══ Exercise inputs

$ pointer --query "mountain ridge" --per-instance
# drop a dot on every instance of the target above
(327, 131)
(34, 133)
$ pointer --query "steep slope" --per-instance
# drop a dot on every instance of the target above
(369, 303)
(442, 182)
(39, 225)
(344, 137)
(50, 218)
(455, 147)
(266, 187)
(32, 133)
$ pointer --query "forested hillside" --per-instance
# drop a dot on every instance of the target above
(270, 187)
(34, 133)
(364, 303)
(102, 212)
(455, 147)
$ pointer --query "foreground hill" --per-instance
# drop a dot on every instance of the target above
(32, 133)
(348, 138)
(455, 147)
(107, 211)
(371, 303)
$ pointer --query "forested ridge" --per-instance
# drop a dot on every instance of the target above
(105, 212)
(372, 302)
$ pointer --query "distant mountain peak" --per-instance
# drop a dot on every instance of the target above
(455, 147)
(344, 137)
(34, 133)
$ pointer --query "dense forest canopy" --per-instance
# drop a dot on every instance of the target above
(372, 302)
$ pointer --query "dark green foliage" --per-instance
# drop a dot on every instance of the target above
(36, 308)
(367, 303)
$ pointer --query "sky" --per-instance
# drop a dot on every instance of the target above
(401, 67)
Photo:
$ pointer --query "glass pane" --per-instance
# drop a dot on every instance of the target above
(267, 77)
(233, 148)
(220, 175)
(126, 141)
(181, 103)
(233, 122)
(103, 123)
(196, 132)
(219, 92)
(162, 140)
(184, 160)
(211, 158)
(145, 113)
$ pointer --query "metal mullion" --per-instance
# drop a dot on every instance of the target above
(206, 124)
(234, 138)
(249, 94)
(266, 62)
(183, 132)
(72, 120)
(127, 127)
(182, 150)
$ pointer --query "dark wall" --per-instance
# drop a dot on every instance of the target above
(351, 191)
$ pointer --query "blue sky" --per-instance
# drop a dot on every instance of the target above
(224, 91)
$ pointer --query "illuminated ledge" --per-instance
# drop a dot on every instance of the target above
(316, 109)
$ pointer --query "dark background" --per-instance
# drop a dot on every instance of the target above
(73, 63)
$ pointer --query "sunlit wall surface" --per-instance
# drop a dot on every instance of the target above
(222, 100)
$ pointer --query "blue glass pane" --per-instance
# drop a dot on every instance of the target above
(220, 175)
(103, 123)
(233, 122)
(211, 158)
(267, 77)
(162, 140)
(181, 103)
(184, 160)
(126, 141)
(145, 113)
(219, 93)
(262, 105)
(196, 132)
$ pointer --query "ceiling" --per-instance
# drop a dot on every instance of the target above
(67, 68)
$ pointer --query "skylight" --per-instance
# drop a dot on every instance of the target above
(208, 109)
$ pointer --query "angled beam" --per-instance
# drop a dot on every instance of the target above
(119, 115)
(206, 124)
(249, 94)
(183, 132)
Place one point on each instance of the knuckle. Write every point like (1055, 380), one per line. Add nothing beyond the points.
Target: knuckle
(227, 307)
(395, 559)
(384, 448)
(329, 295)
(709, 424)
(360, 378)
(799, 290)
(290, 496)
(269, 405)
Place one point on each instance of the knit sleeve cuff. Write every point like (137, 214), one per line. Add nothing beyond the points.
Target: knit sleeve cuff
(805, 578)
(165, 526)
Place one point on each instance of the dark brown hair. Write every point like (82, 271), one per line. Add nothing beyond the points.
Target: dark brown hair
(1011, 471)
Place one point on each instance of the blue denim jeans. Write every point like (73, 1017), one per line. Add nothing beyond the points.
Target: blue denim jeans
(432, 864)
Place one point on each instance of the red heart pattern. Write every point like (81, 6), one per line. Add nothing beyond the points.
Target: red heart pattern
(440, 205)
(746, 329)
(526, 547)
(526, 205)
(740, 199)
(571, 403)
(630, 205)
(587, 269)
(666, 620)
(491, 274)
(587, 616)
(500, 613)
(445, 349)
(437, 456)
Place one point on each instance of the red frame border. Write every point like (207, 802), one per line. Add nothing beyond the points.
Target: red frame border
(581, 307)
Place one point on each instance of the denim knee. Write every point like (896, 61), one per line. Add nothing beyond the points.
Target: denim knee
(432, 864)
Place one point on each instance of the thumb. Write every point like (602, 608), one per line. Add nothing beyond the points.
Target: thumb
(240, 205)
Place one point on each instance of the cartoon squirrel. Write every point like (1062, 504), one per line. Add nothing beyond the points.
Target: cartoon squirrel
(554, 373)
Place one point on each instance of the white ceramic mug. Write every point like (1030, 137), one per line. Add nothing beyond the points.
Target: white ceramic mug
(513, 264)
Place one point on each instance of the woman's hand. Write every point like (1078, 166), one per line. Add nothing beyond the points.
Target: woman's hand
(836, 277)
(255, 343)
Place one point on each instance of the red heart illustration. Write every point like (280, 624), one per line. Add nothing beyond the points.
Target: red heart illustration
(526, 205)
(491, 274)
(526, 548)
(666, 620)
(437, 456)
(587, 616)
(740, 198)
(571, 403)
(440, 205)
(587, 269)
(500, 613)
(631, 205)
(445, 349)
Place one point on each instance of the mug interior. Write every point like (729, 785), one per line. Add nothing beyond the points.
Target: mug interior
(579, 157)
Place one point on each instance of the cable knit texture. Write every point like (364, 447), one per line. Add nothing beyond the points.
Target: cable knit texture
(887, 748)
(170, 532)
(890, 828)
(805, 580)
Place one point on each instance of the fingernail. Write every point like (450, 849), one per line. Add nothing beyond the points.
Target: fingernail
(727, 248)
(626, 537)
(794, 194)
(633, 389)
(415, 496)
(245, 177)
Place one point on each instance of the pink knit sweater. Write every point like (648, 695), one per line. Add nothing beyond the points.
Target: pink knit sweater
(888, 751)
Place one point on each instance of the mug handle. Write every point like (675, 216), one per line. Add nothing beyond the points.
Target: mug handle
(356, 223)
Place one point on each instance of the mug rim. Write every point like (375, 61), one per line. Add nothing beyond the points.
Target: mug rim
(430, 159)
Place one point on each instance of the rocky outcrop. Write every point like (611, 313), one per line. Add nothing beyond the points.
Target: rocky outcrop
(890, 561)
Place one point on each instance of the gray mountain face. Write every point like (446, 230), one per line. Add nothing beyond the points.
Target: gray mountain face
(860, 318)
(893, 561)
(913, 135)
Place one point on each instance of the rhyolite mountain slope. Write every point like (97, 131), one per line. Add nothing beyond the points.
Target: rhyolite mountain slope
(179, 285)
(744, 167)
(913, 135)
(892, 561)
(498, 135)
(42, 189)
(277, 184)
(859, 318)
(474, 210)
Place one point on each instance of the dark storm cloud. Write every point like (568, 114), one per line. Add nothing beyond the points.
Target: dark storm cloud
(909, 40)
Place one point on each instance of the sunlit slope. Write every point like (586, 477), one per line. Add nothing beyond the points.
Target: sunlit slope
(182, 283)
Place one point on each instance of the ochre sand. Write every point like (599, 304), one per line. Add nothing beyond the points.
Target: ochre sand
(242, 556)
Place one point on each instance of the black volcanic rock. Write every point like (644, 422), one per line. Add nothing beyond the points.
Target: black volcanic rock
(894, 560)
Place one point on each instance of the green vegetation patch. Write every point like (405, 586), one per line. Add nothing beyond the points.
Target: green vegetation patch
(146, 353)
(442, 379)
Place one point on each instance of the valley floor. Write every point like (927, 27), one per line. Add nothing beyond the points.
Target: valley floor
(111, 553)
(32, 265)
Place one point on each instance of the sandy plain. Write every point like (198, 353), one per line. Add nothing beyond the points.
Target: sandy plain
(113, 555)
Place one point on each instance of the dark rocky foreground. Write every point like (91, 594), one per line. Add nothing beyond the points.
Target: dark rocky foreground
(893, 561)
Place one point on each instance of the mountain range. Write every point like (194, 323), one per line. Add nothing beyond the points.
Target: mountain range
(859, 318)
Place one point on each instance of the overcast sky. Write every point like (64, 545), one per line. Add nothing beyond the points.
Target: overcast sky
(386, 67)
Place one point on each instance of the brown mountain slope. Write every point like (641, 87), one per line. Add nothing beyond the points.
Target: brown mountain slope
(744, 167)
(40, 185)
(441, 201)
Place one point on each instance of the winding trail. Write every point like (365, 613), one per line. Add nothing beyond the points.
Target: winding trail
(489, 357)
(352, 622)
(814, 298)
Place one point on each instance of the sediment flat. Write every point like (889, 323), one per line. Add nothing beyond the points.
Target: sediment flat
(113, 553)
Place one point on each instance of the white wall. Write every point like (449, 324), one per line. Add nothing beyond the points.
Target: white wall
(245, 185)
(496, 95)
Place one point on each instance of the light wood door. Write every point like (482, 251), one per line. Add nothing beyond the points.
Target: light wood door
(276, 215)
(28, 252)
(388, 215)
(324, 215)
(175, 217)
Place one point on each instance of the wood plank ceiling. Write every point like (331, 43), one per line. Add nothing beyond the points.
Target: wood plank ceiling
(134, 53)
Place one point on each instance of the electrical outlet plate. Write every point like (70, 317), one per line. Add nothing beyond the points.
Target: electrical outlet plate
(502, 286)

════

Your task.
Repeat only the stretch of lines that begins at the line containing "Place one point on each instance of the white wall." and ends at the last line above, both included.

The solution.
Place one point on each instance of the white wall. Write every point like (449, 324), one per line. Add nothing beyond the points.
Target: white wall
(245, 185)
(496, 95)
Place one point on each instance of the light wood door. Write every point like (482, 251), one per line. Add nothing beyond the points.
Target: light wood door
(276, 215)
(28, 252)
(388, 215)
(324, 215)
(175, 217)
Place one point on each instance of the wood plank ceiling. Write every point like (331, 43), one per line. Add nothing beyond the points.
Target: wood plank ceiling
(134, 53)
Place one point on each instance of the electrical outlet plate. Write every point like (70, 317), one per line. Add nothing beyond the points.
Target: electrical outlet plate
(502, 286)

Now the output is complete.